Exercise>
Every line of the records below that holds the word "girl" belongs in the answer.
==== Records for the exercise ====
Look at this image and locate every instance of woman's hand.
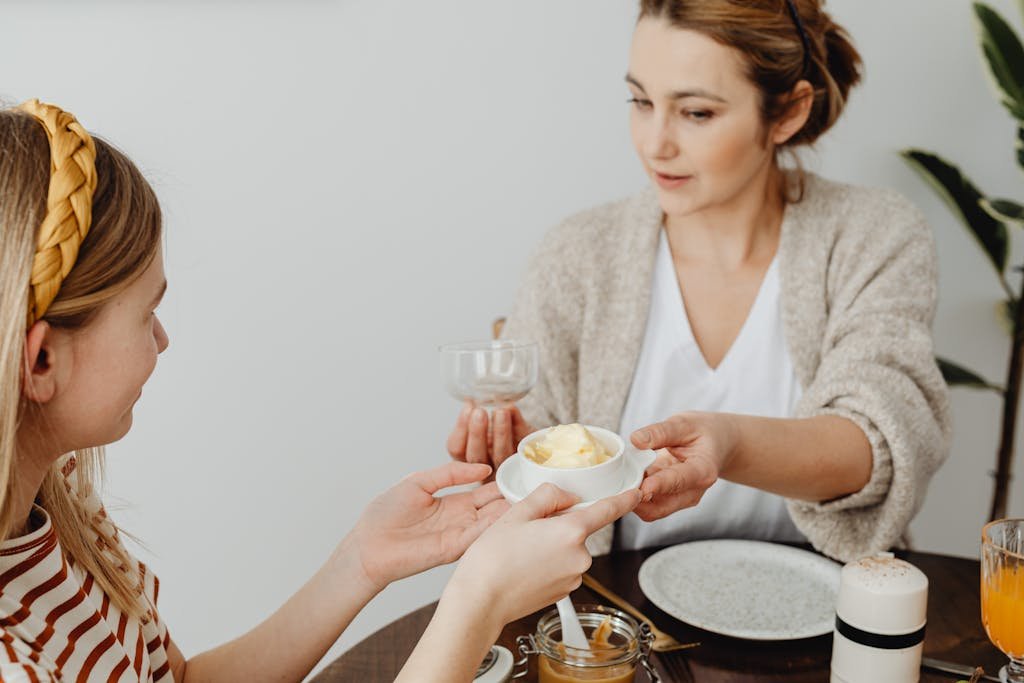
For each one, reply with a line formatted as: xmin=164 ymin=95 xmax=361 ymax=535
xmin=630 ymin=412 xmax=738 ymax=521
xmin=441 ymin=484 xmax=642 ymax=628
xmin=344 ymin=461 xmax=510 ymax=592
xmin=446 ymin=402 xmax=535 ymax=468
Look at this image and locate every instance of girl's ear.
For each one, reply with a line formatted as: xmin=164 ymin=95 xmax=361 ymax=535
xmin=23 ymin=321 xmax=59 ymax=404
xmin=771 ymin=79 xmax=814 ymax=146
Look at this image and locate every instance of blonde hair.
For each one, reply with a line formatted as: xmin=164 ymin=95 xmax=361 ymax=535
xmin=0 ymin=107 xmax=162 ymax=618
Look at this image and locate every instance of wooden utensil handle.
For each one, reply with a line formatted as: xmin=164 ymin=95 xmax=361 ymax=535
xmin=581 ymin=573 xmax=656 ymax=629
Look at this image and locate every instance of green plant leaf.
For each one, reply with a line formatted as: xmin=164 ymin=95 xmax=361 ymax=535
xmin=902 ymin=149 xmax=1009 ymax=274
xmin=1017 ymin=126 xmax=1024 ymax=169
xmin=937 ymin=356 xmax=1004 ymax=392
xmin=983 ymin=197 xmax=1024 ymax=223
xmin=975 ymin=2 xmax=1024 ymax=120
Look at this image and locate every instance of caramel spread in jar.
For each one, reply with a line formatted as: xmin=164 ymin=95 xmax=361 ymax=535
xmin=537 ymin=615 xmax=638 ymax=683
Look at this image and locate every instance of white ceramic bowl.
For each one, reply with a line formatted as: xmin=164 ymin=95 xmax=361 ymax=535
xmin=516 ymin=426 xmax=626 ymax=501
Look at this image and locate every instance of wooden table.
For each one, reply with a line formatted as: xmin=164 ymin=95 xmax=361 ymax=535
xmin=313 ymin=547 xmax=1006 ymax=682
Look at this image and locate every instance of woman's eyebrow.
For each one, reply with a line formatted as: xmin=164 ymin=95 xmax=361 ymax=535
xmin=669 ymin=88 xmax=727 ymax=103
xmin=625 ymin=74 xmax=727 ymax=103
xmin=625 ymin=73 xmax=647 ymax=91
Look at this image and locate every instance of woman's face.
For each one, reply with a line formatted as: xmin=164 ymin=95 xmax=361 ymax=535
xmin=627 ymin=17 xmax=776 ymax=218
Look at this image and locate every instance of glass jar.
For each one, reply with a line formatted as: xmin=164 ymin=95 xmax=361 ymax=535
xmin=513 ymin=604 xmax=658 ymax=682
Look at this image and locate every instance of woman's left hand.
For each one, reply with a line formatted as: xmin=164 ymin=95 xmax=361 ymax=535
xmin=630 ymin=412 xmax=737 ymax=521
xmin=345 ymin=462 xmax=509 ymax=592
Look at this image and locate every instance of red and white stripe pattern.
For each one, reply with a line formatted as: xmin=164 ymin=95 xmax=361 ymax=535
xmin=0 ymin=509 xmax=171 ymax=682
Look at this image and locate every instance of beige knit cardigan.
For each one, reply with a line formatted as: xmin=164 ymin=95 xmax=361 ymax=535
xmin=502 ymin=173 xmax=952 ymax=562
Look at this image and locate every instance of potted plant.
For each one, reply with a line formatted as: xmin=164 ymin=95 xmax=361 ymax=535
xmin=902 ymin=2 xmax=1024 ymax=521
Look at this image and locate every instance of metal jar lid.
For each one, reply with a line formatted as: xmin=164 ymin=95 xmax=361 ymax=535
xmin=474 ymin=645 xmax=513 ymax=683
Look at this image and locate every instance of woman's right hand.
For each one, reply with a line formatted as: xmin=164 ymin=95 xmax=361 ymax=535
xmin=446 ymin=402 xmax=535 ymax=468
xmin=441 ymin=484 xmax=642 ymax=628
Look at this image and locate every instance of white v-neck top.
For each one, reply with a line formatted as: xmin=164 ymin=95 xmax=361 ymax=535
xmin=616 ymin=231 xmax=806 ymax=549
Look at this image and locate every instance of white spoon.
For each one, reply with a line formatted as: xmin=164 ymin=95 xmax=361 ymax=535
xmin=555 ymin=596 xmax=590 ymax=651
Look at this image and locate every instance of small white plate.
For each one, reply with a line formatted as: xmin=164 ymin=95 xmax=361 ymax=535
xmin=496 ymin=447 xmax=655 ymax=510
xmin=638 ymin=539 xmax=841 ymax=640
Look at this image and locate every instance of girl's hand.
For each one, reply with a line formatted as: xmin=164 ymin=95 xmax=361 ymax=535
xmin=442 ymin=484 xmax=642 ymax=627
xmin=345 ymin=462 xmax=509 ymax=592
xmin=446 ymin=402 xmax=535 ymax=468
xmin=630 ymin=412 xmax=738 ymax=521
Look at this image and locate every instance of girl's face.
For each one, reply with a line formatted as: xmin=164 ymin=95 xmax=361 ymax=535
xmin=627 ymin=17 xmax=777 ymax=217
xmin=45 ymin=247 xmax=169 ymax=451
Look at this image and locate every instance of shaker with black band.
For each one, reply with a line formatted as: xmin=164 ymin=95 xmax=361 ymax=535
xmin=830 ymin=552 xmax=928 ymax=682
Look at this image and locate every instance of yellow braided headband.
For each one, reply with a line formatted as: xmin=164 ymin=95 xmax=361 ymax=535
xmin=18 ymin=99 xmax=98 ymax=327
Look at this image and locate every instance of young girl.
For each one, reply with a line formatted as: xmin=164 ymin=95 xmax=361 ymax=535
xmin=0 ymin=100 xmax=640 ymax=682
xmin=448 ymin=0 xmax=950 ymax=562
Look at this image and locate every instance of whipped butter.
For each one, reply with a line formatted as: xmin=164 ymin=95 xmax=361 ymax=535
xmin=523 ymin=424 xmax=612 ymax=468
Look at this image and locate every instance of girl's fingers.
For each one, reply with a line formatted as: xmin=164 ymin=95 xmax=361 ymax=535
xmin=409 ymin=461 xmax=492 ymax=494
xmin=459 ymin=499 xmax=512 ymax=554
xmin=477 ymin=497 xmax=511 ymax=522
xmin=470 ymin=481 xmax=505 ymax=508
xmin=569 ymin=489 xmax=642 ymax=535
xmin=507 ymin=483 xmax=580 ymax=522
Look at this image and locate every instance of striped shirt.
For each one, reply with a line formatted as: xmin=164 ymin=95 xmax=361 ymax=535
xmin=0 ymin=508 xmax=172 ymax=682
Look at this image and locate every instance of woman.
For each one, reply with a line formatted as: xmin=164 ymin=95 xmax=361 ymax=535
xmin=448 ymin=0 xmax=950 ymax=562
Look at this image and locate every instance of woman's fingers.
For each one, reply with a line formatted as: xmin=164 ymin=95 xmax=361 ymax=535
xmin=634 ymin=489 xmax=704 ymax=521
xmin=510 ymin=406 xmax=534 ymax=442
xmin=634 ymin=459 xmax=716 ymax=519
xmin=649 ymin=448 xmax=676 ymax=469
xmin=631 ymin=415 xmax=698 ymax=451
xmin=446 ymin=403 xmax=473 ymax=461
xmin=465 ymin=408 xmax=491 ymax=464
xmin=492 ymin=408 xmax=514 ymax=465
xmin=639 ymin=459 xmax=704 ymax=499
xmin=447 ymin=403 xmax=531 ymax=467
====
Task answer>
Look at this image and locate every instance of girl's ear.
Look at this image and locate every instance of girl's hand.
Look at this image and locate every instance of girl's face.
Look at this image and locate every instance of young girl.
Look at this image and locate every instance of girl's fingers.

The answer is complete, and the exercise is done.